> [WHAT IS NEEDED] Count the lines of the listing below that contain the string "floor", with case significant. Give only the number.

> [DATA FOR THE TASK]
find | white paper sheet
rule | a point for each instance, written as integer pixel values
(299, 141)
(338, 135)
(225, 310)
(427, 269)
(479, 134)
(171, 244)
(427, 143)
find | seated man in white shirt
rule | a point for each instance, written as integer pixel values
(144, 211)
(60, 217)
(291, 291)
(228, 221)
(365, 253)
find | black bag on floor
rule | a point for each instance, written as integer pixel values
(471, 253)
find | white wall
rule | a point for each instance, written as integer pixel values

* * *

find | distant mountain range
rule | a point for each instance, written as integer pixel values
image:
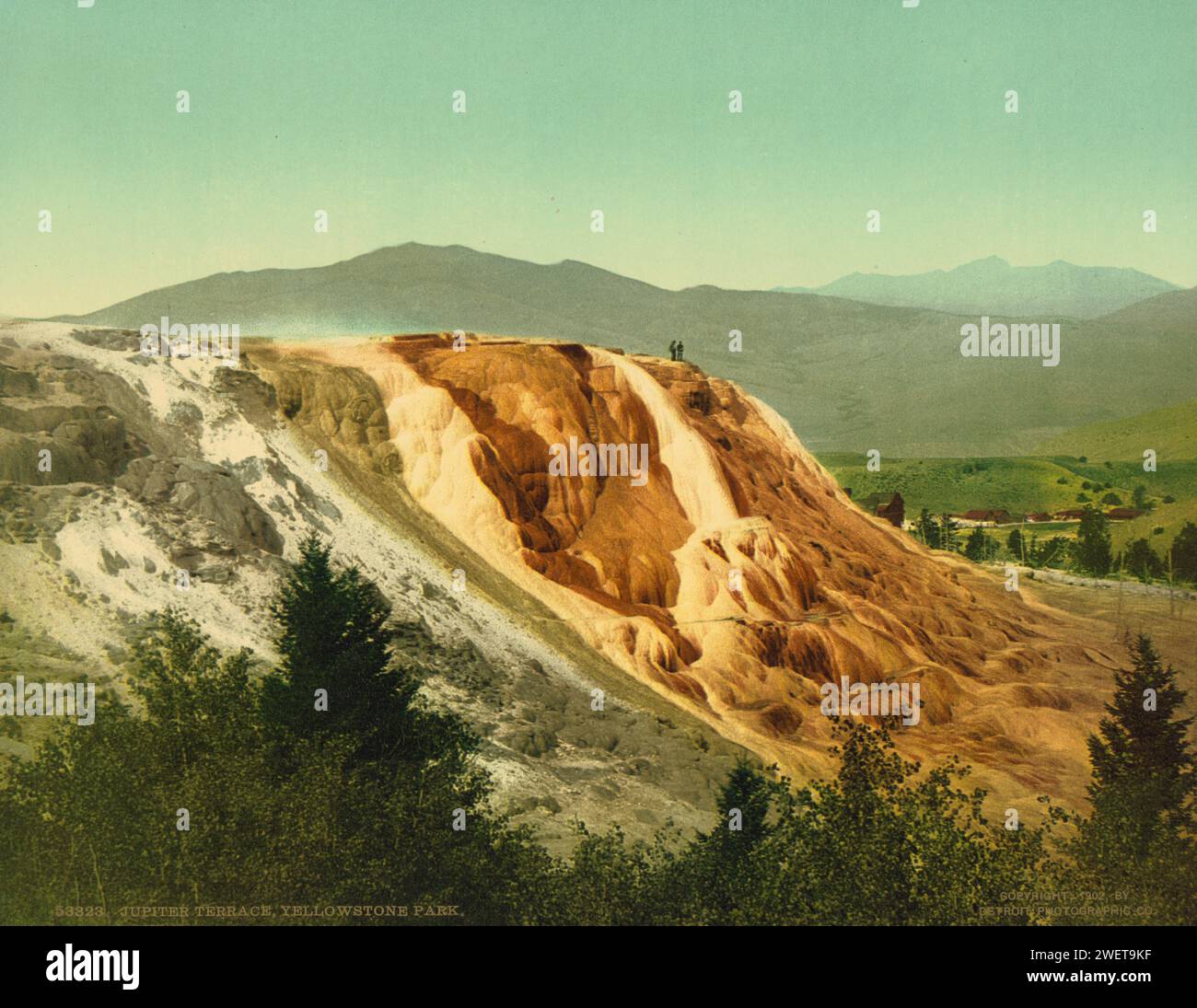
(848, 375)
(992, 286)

--

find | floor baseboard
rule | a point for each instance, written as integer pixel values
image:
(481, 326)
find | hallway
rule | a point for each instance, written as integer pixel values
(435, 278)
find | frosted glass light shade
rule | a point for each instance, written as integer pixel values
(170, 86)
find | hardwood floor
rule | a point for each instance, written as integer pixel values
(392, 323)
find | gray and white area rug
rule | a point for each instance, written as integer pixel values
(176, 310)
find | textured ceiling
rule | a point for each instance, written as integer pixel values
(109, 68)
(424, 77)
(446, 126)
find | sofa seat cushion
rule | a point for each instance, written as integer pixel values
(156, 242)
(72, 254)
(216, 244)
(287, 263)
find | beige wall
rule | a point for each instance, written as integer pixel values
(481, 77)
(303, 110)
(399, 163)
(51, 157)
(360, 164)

> [SOLUTION] 3